━━ Input data
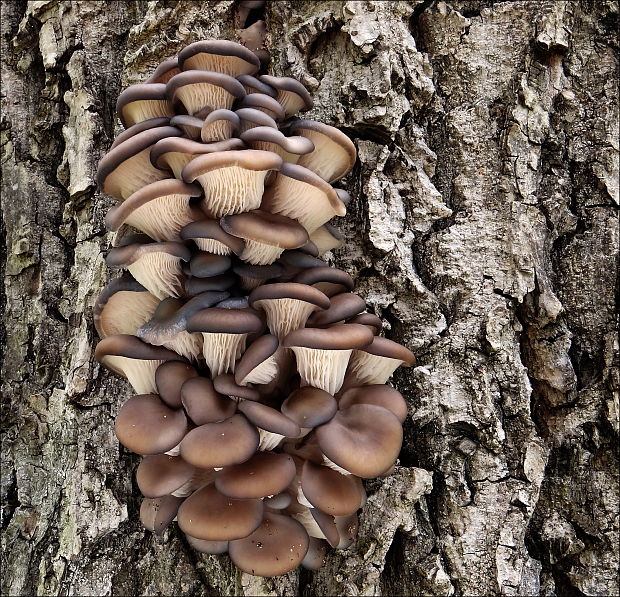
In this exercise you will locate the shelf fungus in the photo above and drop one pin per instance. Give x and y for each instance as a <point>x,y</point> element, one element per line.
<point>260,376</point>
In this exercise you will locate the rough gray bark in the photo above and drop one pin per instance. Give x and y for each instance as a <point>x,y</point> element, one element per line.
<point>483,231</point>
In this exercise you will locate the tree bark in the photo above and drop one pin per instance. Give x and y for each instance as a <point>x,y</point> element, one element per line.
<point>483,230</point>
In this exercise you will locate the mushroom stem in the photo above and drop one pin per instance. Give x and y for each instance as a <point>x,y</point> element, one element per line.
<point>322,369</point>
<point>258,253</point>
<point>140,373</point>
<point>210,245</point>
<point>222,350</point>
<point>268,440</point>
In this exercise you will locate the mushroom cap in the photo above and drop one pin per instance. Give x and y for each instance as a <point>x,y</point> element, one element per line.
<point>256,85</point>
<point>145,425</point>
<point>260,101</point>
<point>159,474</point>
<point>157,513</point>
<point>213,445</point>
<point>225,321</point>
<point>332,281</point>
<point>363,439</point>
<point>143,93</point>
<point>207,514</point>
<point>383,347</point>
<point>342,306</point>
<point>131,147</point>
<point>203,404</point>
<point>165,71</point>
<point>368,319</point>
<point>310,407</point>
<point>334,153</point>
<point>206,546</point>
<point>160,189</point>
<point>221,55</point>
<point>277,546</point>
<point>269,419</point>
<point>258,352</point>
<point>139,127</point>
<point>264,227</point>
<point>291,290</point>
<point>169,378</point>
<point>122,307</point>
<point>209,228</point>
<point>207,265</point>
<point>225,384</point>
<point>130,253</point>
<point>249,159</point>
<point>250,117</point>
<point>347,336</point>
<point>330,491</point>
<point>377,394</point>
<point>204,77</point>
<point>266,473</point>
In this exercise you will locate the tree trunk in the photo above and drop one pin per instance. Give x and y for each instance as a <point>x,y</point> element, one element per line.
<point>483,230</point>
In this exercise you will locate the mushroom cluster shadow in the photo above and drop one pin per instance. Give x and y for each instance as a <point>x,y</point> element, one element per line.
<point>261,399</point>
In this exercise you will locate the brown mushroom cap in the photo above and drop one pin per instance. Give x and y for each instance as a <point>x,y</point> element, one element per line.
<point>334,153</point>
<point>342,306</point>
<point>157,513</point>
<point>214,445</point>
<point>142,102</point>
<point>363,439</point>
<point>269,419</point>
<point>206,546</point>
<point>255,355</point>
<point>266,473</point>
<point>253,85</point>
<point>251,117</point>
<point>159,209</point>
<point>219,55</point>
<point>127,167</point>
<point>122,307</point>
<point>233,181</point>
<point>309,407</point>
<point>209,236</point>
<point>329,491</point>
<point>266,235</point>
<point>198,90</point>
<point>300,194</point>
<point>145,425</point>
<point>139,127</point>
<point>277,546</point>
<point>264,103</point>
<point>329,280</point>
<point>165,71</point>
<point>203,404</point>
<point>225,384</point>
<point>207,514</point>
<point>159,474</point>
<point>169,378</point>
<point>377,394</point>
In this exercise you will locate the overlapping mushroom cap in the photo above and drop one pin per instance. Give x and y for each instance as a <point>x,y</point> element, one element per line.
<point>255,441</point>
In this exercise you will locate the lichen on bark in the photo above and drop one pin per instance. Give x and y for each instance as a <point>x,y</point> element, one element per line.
━━━━
━━ Input data
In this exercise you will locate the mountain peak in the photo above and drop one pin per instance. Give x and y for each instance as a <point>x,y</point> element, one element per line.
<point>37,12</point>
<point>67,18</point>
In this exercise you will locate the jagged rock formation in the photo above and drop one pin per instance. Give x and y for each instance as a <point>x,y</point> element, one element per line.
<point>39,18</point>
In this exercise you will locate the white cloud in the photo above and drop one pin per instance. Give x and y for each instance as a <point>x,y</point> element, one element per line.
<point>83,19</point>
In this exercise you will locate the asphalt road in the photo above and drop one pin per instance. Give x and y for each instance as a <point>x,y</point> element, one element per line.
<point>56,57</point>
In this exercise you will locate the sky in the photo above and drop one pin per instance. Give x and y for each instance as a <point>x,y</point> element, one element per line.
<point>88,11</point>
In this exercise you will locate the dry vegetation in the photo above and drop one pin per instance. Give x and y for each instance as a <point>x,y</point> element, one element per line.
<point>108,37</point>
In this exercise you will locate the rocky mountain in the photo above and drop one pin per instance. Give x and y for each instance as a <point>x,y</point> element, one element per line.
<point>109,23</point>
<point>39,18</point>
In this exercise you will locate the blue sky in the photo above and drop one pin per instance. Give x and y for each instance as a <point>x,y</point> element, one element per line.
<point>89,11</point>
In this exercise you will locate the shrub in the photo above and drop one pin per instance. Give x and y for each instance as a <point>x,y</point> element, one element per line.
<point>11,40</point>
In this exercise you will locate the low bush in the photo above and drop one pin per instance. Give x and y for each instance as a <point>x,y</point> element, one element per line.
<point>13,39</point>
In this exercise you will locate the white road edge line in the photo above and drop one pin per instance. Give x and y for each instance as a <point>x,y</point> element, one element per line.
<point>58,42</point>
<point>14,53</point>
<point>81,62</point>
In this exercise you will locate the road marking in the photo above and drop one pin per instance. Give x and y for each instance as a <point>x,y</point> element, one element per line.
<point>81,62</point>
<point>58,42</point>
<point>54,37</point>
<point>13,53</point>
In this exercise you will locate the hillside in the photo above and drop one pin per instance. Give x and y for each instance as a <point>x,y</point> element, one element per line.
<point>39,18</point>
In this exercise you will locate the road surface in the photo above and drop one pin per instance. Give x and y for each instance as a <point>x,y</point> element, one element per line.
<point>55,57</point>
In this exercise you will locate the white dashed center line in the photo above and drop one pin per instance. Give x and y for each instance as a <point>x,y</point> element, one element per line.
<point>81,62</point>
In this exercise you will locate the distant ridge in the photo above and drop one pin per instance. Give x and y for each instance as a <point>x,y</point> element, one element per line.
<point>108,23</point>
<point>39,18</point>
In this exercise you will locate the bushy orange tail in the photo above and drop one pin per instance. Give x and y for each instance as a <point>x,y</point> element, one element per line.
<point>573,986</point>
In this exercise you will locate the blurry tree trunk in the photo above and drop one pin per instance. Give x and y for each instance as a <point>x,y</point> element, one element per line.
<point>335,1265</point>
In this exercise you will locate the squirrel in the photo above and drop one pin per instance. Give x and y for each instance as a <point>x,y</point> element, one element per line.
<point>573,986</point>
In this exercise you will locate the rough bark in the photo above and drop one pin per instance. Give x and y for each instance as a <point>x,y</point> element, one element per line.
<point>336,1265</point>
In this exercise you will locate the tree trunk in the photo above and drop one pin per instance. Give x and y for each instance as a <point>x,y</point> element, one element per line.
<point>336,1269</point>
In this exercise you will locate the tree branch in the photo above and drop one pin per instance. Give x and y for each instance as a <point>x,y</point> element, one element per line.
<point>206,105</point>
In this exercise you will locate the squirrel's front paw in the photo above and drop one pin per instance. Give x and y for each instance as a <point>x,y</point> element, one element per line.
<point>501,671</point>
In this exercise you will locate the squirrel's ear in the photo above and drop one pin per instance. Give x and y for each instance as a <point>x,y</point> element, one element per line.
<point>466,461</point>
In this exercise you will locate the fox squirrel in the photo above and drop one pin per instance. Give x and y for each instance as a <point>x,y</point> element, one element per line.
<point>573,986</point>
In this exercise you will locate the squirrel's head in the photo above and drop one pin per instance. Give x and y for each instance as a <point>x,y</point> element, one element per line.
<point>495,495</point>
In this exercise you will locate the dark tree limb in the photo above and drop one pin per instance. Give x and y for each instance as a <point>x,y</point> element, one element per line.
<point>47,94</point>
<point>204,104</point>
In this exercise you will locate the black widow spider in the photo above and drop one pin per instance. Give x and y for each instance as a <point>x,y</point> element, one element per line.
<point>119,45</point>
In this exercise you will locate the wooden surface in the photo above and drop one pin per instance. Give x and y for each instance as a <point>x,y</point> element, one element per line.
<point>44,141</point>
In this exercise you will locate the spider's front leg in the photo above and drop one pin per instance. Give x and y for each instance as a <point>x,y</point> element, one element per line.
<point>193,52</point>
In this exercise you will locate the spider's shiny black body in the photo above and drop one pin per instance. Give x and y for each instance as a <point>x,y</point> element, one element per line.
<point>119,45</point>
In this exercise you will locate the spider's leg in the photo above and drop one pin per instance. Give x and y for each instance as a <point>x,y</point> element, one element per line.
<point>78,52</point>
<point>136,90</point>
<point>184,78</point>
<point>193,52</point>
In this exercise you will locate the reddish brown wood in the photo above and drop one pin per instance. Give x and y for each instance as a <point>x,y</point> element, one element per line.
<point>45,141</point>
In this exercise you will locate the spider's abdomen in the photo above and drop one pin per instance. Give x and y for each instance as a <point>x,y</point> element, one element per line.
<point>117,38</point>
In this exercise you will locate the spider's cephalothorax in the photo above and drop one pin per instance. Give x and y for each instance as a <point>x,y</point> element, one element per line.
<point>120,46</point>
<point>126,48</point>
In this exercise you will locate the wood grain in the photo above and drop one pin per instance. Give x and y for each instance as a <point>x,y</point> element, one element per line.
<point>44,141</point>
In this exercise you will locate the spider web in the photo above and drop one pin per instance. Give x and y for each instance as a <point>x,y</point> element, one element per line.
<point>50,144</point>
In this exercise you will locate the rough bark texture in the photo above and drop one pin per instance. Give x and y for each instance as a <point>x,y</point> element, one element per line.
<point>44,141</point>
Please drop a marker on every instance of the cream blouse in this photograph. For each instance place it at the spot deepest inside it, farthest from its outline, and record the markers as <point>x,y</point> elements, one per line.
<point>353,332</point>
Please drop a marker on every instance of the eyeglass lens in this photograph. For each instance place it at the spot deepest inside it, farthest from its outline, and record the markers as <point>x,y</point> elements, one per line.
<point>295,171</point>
━━━━
▶ What is needed: Everything above from the line containing "In this exercise you will locate the overlapping" down to the line containing "In this exercise you will locate the lichen" should be copied exactly, both end lines included, and nothing else.

▶ Answer to this task:
In this exercise you will locate the overlapping mushroom cap in the photo above and drop one pin per instance. Give x and y for each instance as a <point>x,y</point> element, one element per line.
<point>255,441</point>
In this exercise you will locate the lichen on bark in the photo above and drop one pin per instance. Give x and y for each instance as a <point>x,y</point> element, one element per line.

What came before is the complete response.